• Task details:
Transcribe every entry below word for word, but skip the pictures.

═══ Stored records ═══

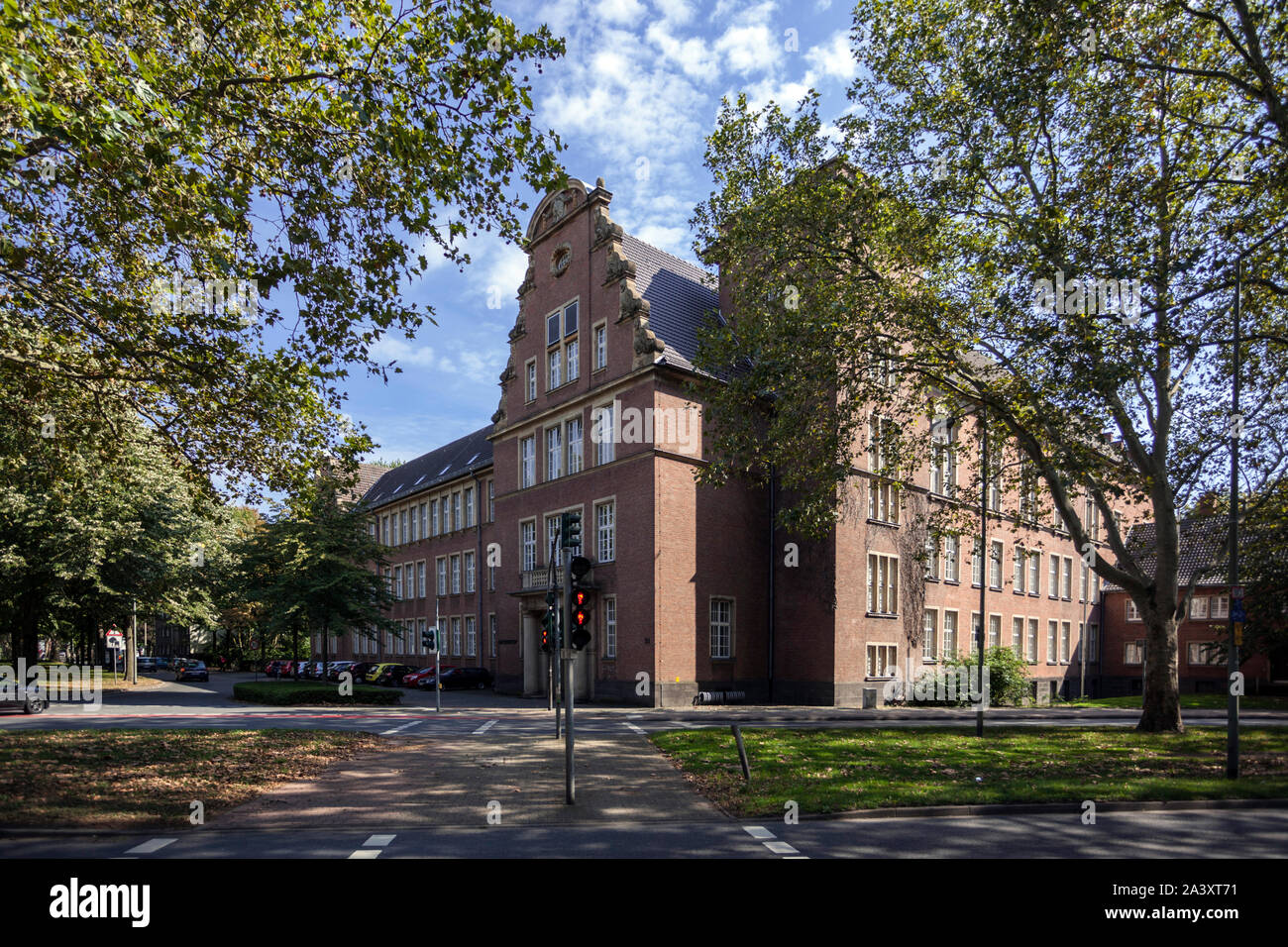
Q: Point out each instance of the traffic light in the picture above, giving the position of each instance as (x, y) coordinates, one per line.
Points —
(549, 629)
(571, 531)
(580, 637)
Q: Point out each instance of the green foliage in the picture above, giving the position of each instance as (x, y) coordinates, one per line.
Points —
(321, 153)
(890, 265)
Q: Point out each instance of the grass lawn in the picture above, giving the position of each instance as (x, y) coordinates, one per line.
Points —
(137, 777)
(312, 693)
(1189, 701)
(842, 770)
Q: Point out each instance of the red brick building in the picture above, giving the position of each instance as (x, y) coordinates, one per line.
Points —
(692, 587)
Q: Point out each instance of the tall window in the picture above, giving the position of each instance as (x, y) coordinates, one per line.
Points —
(575, 446)
(721, 628)
(603, 419)
(610, 626)
(883, 583)
(527, 462)
(554, 359)
(883, 660)
(931, 558)
(528, 543)
(554, 454)
(605, 532)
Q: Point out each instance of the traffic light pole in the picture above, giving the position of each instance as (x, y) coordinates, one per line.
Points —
(566, 655)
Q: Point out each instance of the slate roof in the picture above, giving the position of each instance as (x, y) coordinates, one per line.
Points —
(1203, 541)
(681, 296)
(462, 457)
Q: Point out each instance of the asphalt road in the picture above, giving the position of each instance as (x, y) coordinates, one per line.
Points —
(1185, 834)
(201, 705)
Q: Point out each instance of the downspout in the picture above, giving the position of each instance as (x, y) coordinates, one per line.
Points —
(771, 615)
(478, 573)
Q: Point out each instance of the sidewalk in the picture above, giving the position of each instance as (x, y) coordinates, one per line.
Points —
(451, 783)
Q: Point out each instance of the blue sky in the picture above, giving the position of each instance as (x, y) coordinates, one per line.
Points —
(634, 98)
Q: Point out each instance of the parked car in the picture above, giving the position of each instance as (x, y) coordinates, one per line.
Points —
(192, 671)
(26, 696)
(393, 676)
(462, 678)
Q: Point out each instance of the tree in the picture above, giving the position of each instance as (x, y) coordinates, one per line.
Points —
(1013, 228)
(171, 171)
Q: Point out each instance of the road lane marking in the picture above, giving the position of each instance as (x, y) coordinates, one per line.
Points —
(400, 728)
(150, 847)
(780, 848)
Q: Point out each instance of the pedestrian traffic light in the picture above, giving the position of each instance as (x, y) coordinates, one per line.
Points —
(549, 629)
(571, 531)
(580, 637)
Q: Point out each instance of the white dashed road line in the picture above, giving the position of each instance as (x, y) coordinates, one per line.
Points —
(373, 845)
(767, 838)
(150, 847)
(413, 723)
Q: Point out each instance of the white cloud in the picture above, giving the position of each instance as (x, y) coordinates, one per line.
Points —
(835, 58)
(619, 11)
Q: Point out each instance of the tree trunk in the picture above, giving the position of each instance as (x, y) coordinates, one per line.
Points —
(1162, 707)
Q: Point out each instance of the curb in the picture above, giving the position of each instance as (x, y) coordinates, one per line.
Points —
(1046, 808)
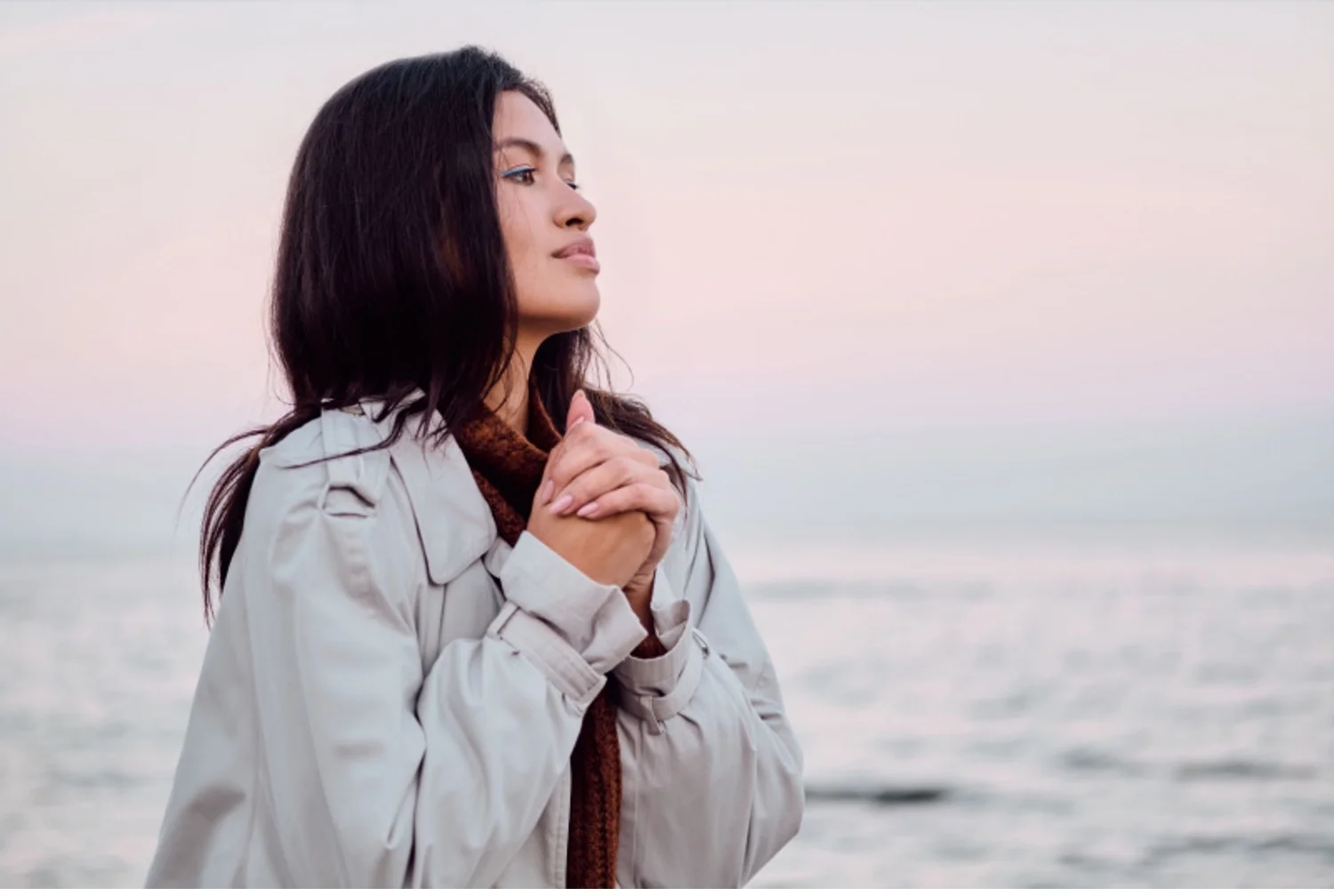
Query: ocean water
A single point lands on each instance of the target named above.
(976, 711)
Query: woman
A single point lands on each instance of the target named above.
(472, 628)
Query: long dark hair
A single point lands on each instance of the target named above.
(392, 275)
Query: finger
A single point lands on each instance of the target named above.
(571, 463)
(578, 452)
(595, 482)
(661, 504)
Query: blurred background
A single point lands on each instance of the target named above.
(1003, 335)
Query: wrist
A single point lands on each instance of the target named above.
(639, 594)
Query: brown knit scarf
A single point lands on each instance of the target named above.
(507, 468)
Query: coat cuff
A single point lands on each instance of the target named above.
(658, 688)
(594, 620)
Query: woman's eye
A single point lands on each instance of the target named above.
(522, 175)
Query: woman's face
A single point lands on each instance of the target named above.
(544, 221)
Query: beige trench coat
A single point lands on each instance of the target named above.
(391, 693)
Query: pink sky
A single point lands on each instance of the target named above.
(922, 213)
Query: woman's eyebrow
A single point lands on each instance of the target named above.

═══

• Finished task:
Q: Point out each instance of the traffic light in the picture above, giving the position of each instance as (x, y) coordinates, one per line.
Points —
(549, 629)
(571, 531)
(580, 637)
Q: Point out each instance of the green foliage in the picture above, giving the position of each instance as (x, y) coordinates, one per line.
Points —
(321, 153)
(890, 265)
Q: Point out each instance of the grass lawn in the picture above, giving the position of each instance as (x, y) coordinates, one per line.
Points —
(137, 777)
(312, 693)
(1189, 701)
(842, 770)
Q: Point out each instance of the red brick building in the picture above, giving the position of each instance as (x, y) coordinates, one per line.
Points —
(692, 587)
Q: Point out each instance of the tall window in the picture above, giving the position of each instance as (x, y) coordinates, one per line.
Points —
(575, 446)
(721, 628)
(603, 419)
(610, 626)
(883, 583)
(527, 462)
(554, 359)
(883, 660)
(931, 558)
(528, 543)
(554, 454)
(605, 532)
Q: Point out each instance of the traffic light pole in the picture above, giving the position of each instance as (x, y) coordinates, one per line.
Points —
(566, 655)
Q: Point out each instance of the slate roof in the picture above, giving the position of each instance as (x, y) coordinates, one per line.
Points —
(1203, 541)
(681, 296)
(462, 457)
Q: Point out each instance of the asphalt road in the picture above, giving the position of each instance as (x, y) coordinates, one per line.
Points —
(1185, 834)
(201, 705)
Q: Point out each instance of the downspout in the picture above, giving the position of each instance as (x, y) coordinates, one per line.
Points —
(771, 615)
(478, 573)
Q: Point out each instance of the sidewalk in the picture above, giving the position of each instance as (x, y) coordinates, one per line.
Points —
(451, 783)
Q: Point out each instance of the blue sky in the picture above, giving the position of each instance as (x, y) coordinates, one per line.
Points —
(634, 98)
Q: Point out each instance of the parked car in the picture above, giving the position of each instance as (x, y) coordinates, one per line.
Points —
(192, 671)
(26, 696)
(393, 676)
(462, 678)
Q: Point out each instance of the tree in the picture above, giving the position of each instance as (x, y) coordinates, one per line.
Points —
(1013, 228)
(171, 171)
Q: Point out each instance of the road lane marking in the picture above, giving the position of each instance as (x, y) coordinates, one per line.
Points —
(400, 728)
(150, 847)
(780, 848)
Q: Point out each instance of the pedestrian traffic light in the picture above, giving the position of each instance as (x, y) coordinates, one per line.
Points —
(549, 629)
(571, 531)
(580, 637)
Q: Point out each instance of the white dashed road line in the picture above, giving the position of each instance as (x, y) coordinates, one per line.
Points —
(373, 845)
(767, 838)
(150, 847)
(413, 723)
Q: Point out each instance of the white cloud in the picture above, giving the position of each instance as (x, y) coordinates, one per line.
Points —
(835, 58)
(619, 11)
Q: Point out each instance of the tree trunk in the picture above, giving the position of each instance as (x, y) coordinates, one per line.
Points —
(1162, 707)
Q: Point out each instance of the curb in the picture above, giving the position of each instance as (x, y) coordinates, one per line.
Points —
(1046, 808)
Query: ocean water
A single point lands on each instance of the target named above.
(976, 711)
Query: woman
A single point lands on each instance of the target named above.
(472, 628)
Query: long dark hair
A single point lands on each instance of the target named above.
(392, 275)
Query: finger
A single point lands on each instance of the target named above.
(571, 463)
(578, 452)
(595, 482)
(661, 504)
Query: blurred background
A single point lands on each instance of the target named above.
(1003, 335)
Query: wrist
A single point lands on each instance of the target named above.
(639, 594)
Query: brown knit scarf
A single point lands on each instance of the target named above.
(507, 468)
Query: coat cuff
A single point lands on each instance of the target named above.
(658, 688)
(594, 620)
Query: woman's eye
A single point lands on each instance of the target named above.
(522, 175)
Query: woman's face
A single point lands on each instance of the target named above.
(544, 221)
Query: beige trench coat
A single point lands on each instance of the target named above.
(391, 693)
Query: pink sky
A single point lands on each instance of the target named above.
(922, 213)
Query: woman's eyebrow
A single point lands on each instance of the target named above.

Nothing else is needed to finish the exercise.